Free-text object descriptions
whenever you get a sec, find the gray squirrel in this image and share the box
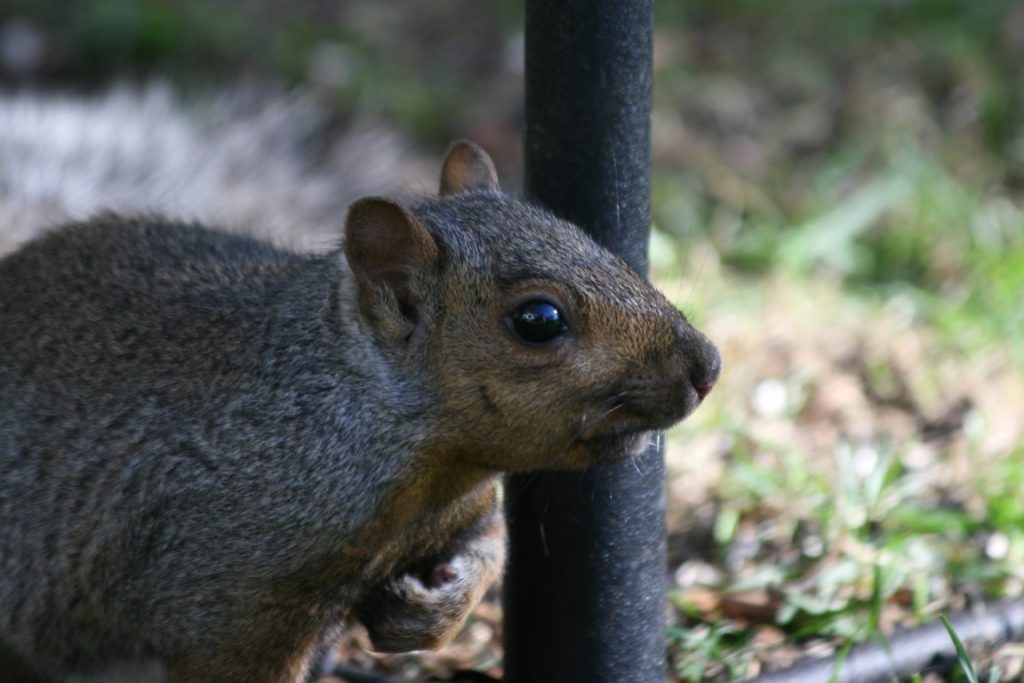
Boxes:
[0,91,720,682]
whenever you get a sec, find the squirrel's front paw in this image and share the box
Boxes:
[355,516,506,652]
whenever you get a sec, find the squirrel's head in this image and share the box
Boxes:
[343,141,720,472]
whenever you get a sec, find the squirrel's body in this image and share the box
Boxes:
[0,219,426,677]
[0,140,719,682]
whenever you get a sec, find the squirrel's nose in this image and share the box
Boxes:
[690,341,722,402]
[695,381,714,400]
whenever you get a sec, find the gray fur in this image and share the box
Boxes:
[0,218,412,677]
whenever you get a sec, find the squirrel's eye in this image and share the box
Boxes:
[510,299,567,344]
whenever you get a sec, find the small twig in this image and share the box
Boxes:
[326,663,501,683]
[850,351,972,444]
[328,662,406,683]
[745,600,1024,683]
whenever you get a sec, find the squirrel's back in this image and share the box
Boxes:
[0,217,310,397]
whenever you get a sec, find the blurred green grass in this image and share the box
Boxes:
[649,0,1024,361]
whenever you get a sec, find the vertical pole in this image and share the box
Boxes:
[503,2,661,683]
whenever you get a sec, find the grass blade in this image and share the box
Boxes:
[940,614,980,683]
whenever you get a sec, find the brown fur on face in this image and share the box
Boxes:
[406,192,720,472]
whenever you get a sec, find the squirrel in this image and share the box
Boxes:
[0,139,721,683]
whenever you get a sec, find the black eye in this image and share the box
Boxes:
[510,299,567,344]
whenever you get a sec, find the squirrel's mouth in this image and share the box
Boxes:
[570,399,675,464]
[578,430,655,463]
[577,399,671,440]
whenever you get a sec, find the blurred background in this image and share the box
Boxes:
[2,1,1023,680]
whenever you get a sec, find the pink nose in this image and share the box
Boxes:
[695,382,714,400]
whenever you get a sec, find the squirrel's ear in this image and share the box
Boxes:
[439,140,499,196]
[344,198,439,341]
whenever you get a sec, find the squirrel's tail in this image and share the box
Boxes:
[0,83,422,256]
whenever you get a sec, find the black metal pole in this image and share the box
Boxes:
[504,2,660,683]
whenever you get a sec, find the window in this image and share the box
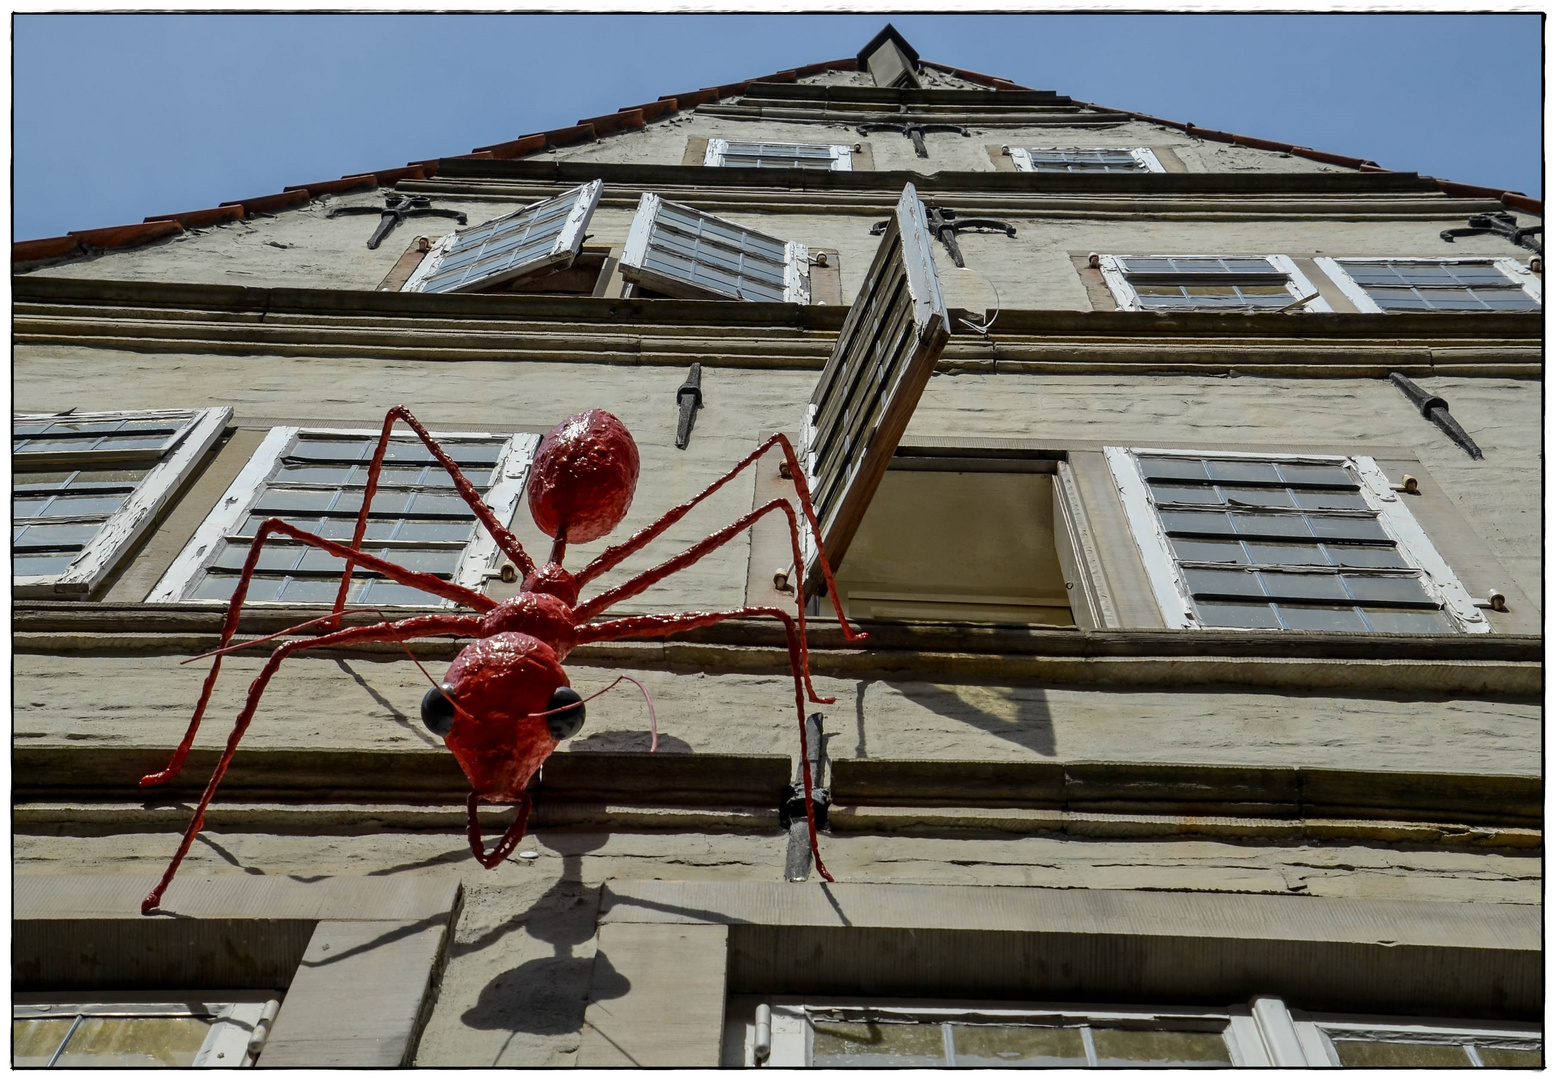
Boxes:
[705,138,854,171]
[1099,255,1330,312]
[1292,1012,1543,1068]
[1010,147,1164,173]
[1315,257,1541,312]
[798,183,950,595]
[401,181,601,294]
[746,998,1540,1068]
[620,193,810,302]
[13,408,230,598]
[148,426,540,605]
[1106,447,1487,633]
[14,995,279,1068]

- **PROBLEM DETAILS**:
Print the data above verbatim from the first line through the line holding "whenever you get a sec, find the squirrel's tail", leaving every picture out.

- **ANSWER FOR THIS EXERCISE**:
whenever you get a sec, find the gray squirrel in this image and share the box
Boxes:
[0,91,720,682]
whenever you get a sec, find the squirrel's front paw in this image and share the box
Boxes:
[355,516,506,652]
whenever you get a sec, find the squirrel's head in this image and share the box
Boxes:
[343,141,720,472]
whenever you get a sec, find the squirrel's body in this image and share the box
Boxes:
[0,219,426,677]
[0,140,719,682]
whenever you get a sec, find the squirrel's nose in this image and share the box
Boxes:
[690,341,722,402]
[695,381,714,400]
whenever you get a sec, find the gray fur in this image and share the box
Boxes:
[0,218,412,677]
whenever you get a sec, find the squirrel's eye in this image and share the box
Boxes:
[510,299,567,344]
whenever you get a sec, find the small twig in this image and share the box
Boxes:
[326,663,501,683]
[850,351,972,444]
[328,662,406,683]
[745,600,1024,683]
whenever you get a sec, find the squirrel's back in this image and share the box
Boxes:
[0,217,310,397]
whenever you get a sec, find the blurred green grass in this image and share the box
Boxes:
[649,0,1024,361]
whenever you get a sec, find the vertical pole in this image and share the box
Boxes:
[503,2,661,683]
whenever you get a sec, find the grass blade in this image and share the box
Boxes:
[940,614,980,683]
whenever you get a sec, find the brown fur on face in this image and share the box
Boxes:
[406,192,720,472]
whenever you get a sec, find the squirrel in this image and share the box
Boxes:
[0,139,721,683]
whenever you get a sec, find the black eye in this image and share the box
Boxes:
[510,299,567,344]
whenever you get a sec, find the squirrel's mouth in this image and share the box
Boxes:
[570,399,675,464]
[578,430,655,463]
[577,399,671,440]
whenever you get a sec, find the blurred background in this image and share the box
Boxes:
[2,1,1023,680]
whenever you get a sec, find the pink nose in this image and share the box
Boxes:
[695,382,714,400]
whenever you get a sec, find the squirrel's ear in this image and share the box
Boxes:
[439,140,499,196]
[344,198,439,341]
whenever you get a sec, find the squirrel's tail in this image and share the box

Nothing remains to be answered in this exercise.